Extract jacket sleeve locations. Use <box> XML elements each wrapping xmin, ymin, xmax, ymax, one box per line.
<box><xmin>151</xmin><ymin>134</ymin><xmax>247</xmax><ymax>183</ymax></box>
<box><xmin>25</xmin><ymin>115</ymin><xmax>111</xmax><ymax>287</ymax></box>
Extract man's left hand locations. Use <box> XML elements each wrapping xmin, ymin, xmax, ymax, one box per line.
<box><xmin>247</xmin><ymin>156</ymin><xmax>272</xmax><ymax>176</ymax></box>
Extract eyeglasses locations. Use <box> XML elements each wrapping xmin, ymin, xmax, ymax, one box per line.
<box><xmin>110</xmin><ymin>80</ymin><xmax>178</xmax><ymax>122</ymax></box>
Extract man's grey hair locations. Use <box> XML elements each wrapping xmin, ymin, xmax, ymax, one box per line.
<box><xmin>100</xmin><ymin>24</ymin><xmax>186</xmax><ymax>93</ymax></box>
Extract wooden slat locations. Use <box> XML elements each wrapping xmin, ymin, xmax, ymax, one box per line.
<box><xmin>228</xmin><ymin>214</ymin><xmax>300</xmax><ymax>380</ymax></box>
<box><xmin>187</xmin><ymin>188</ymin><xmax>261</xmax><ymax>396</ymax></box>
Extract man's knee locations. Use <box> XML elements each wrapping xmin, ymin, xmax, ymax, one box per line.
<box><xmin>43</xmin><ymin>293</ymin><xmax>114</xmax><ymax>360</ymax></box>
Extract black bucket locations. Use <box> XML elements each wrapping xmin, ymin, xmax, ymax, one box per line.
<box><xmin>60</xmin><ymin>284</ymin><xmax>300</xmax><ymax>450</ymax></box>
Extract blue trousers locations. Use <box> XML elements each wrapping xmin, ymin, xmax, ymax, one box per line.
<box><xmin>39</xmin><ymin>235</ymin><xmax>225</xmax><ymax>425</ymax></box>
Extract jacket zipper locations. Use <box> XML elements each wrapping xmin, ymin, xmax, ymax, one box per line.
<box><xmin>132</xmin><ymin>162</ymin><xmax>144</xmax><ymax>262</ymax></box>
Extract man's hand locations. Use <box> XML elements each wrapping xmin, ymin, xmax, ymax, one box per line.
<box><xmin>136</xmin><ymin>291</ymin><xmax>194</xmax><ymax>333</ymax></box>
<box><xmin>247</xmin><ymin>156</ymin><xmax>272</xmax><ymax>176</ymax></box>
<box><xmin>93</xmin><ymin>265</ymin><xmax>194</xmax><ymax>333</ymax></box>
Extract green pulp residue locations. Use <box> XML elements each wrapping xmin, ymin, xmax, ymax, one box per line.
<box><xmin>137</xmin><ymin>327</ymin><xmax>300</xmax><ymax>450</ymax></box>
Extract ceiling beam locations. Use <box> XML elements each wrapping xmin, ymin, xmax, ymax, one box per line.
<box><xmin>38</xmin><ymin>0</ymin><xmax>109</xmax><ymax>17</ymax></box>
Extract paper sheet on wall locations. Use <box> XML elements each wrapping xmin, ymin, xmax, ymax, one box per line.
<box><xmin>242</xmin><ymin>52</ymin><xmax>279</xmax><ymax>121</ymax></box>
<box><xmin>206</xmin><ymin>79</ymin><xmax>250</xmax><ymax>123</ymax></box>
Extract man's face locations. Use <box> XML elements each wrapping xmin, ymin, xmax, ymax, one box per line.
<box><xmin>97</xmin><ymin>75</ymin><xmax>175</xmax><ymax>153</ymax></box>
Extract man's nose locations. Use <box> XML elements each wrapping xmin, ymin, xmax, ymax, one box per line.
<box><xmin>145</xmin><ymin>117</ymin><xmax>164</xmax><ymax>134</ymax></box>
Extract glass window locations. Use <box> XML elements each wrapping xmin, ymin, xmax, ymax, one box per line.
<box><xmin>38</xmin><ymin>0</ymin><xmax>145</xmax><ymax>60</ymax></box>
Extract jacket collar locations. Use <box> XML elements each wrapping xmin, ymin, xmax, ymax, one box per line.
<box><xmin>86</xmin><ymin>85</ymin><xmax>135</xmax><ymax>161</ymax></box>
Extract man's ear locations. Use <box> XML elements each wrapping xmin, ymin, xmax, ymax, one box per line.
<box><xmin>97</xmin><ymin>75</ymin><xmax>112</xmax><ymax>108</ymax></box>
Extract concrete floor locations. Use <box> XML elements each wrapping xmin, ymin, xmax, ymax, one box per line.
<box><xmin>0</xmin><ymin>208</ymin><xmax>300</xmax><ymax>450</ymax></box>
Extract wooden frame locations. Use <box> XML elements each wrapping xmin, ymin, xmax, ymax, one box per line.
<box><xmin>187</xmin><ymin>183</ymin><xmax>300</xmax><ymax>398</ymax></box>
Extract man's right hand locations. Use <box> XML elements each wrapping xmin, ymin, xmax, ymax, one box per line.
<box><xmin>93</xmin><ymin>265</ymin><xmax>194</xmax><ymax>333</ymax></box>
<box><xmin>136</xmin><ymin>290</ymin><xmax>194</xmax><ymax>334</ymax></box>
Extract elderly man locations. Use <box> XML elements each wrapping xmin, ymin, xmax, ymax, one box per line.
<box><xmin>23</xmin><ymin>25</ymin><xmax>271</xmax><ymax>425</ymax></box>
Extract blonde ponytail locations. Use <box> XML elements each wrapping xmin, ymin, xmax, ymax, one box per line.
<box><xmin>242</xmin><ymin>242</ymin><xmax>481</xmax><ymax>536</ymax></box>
----------------------------------------
Write out all of the material above word for word, keeping every line unchanged and in its original order.

Extract jacket sleeve locations. Use <box> XML elements each wrapping xmin, ymin, xmax, ymax, one box per line.
<box><xmin>151</xmin><ymin>134</ymin><xmax>247</xmax><ymax>183</ymax></box>
<box><xmin>25</xmin><ymin>115</ymin><xmax>111</xmax><ymax>287</ymax></box>
Extract man's left hand locations. Use <box> XML elements each wrapping xmin, ymin, xmax, ymax, one box per line.
<box><xmin>247</xmin><ymin>156</ymin><xmax>272</xmax><ymax>176</ymax></box>
Extract eyeglasses locations. Use <box> XML elements each wrapping xmin, ymin, xmax, ymax, one box per line.
<box><xmin>110</xmin><ymin>80</ymin><xmax>178</xmax><ymax>122</ymax></box>
Extract man's grey hair locations. Use <box> XML elements each wrapping xmin, ymin, xmax, ymax, one box per line.
<box><xmin>100</xmin><ymin>24</ymin><xmax>186</xmax><ymax>93</ymax></box>
Extract wooden slat locations. Use <box> XML elements each wrapping xmin, ymin, xmax, ymax, one box per line.
<box><xmin>228</xmin><ymin>214</ymin><xmax>300</xmax><ymax>380</ymax></box>
<box><xmin>187</xmin><ymin>188</ymin><xmax>261</xmax><ymax>396</ymax></box>
Extract man's knee locations. Use <box> XML elements each wrapping xmin, ymin, xmax, ymax, one box per line.
<box><xmin>43</xmin><ymin>293</ymin><xmax>114</xmax><ymax>360</ymax></box>
Extract black bucket locations. Use <box> XML elements each wrapping xmin, ymin, xmax, ymax, one box per line.
<box><xmin>60</xmin><ymin>284</ymin><xmax>300</xmax><ymax>450</ymax></box>
Extract blue trousers locations. Use <box> XML elements each wrapping xmin, ymin, xmax, ymax, one box per line.
<box><xmin>39</xmin><ymin>235</ymin><xmax>225</xmax><ymax>425</ymax></box>
Extract jacket zipper locations. Use <box> XML elements each wrapping xmin, ymin, xmax, ymax, one box per line.
<box><xmin>132</xmin><ymin>162</ymin><xmax>144</xmax><ymax>262</ymax></box>
Extract man's hand locations. Use <box> XML elements each wrapping xmin, ymin, xmax, ymax, one box per line.
<box><xmin>136</xmin><ymin>291</ymin><xmax>194</xmax><ymax>333</ymax></box>
<box><xmin>247</xmin><ymin>156</ymin><xmax>272</xmax><ymax>176</ymax></box>
<box><xmin>93</xmin><ymin>265</ymin><xmax>194</xmax><ymax>333</ymax></box>
Extract green pulp residue locations. Use <box> XML elements each wrapping xmin, ymin, xmax, ymax, one box per line.
<box><xmin>137</xmin><ymin>327</ymin><xmax>300</xmax><ymax>450</ymax></box>
Extract ceiling beam locations. Use <box> XML elements each wrapping xmin, ymin, xmax, ymax, one box per line.
<box><xmin>38</xmin><ymin>0</ymin><xmax>109</xmax><ymax>17</ymax></box>
Extract paper sheet on wall locations. Use <box> XML elements each wrapping xmin, ymin, xmax, ymax, one box per line.
<box><xmin>242</xmin><ymin>52</ymin><xmax>279</xmax><ymax>121</ymax></box>
<box><xmin>206</xmin><ymin>79</ymin><xmax>250</xmax><ymax>123</ymax></box>
Extract man's face locations. Use <box> XML elements each wrapping xmin, ymin, xmax, ymax, one box per line.
<box><xmin>97</xmin><ymin>75</ymin><xmax>175</xmax><ymax>153</ymax></box>
Extract man's nose locations. Use <box> XML elements each wrapping xmin, ymin, xmax, ymax, one box per line.
<box><xmin>145</xmin><ymin>117</ymin><xmax>164</xmax><ymax>134</ymax></box>
Extract glass window locations. Use <box> XML elements each wrapping xmin, ymin, xmax, ymax, one box per line.
<box><xmin>38</xmin><ymin>0</ymin><xmax>145</xmax><ymax>60</ymax></box>
Extract jacket collar locations. Use <box> XML elements each wrapping xmin, ymin, xmax, ymax, one box per line.
<box><xmin>86</xmin><ymin>85</ymin><xmax>135</xmax><ymax>161</ymax></box>
Extract man's ear locations. Use <box> XML elements each wrapping xmin, ymin, xmax, ymax, one box per line.
<box><xmin>97</xmin><ymin>75</ymin><xmax>112</xmax><ymax>108</ymax></box>
Extract concrete floor locations. Use <box> XML elements each wrapping xmin, ymin, xmax, ymax, one box per line.
<box><xmin>0</xmin><ymin>208</ymin><xmax>300</xmax><ymax>450</ymax></box>
Extract wooden frame locations. Use <box> XML elements each wrapping xmin, ymin, xmax, ymax, one box per line.
<box><xmin>187</xmin><ymin>183</ymin><xmax>300</xmax><ymax>398</ymax></box>
Extract man's right hand locations. Use <box> XML elements each wrapping xmin, ymin, xmax, ymax, one box per line.
<box><xmin>93</xmin><ymin>265</ymin><xmax>194</xmax><ymax>333</ymax></box>
<box><xmin>136</xmin><ymin>290</ymin><xmax>194</xmax><ymax>334</ymax></box>
Extract elderly man locations. Use <box> XML elements each wrapping xmin, ymin, xmax, ymax, one box per line.
<box><xmin>23</xmin><ymin>25</ymin><xmax>271</xmax><ymax>425</ymax></box>
Extract blonde ponytail locations. Use <box> XML elements each wrapping xmin, ymin, xmax, ymax, one box per line.
<box><xmin>242</xmin><ymin>242</ymin><xmax>481</xmax><ymax>536</ymax></box>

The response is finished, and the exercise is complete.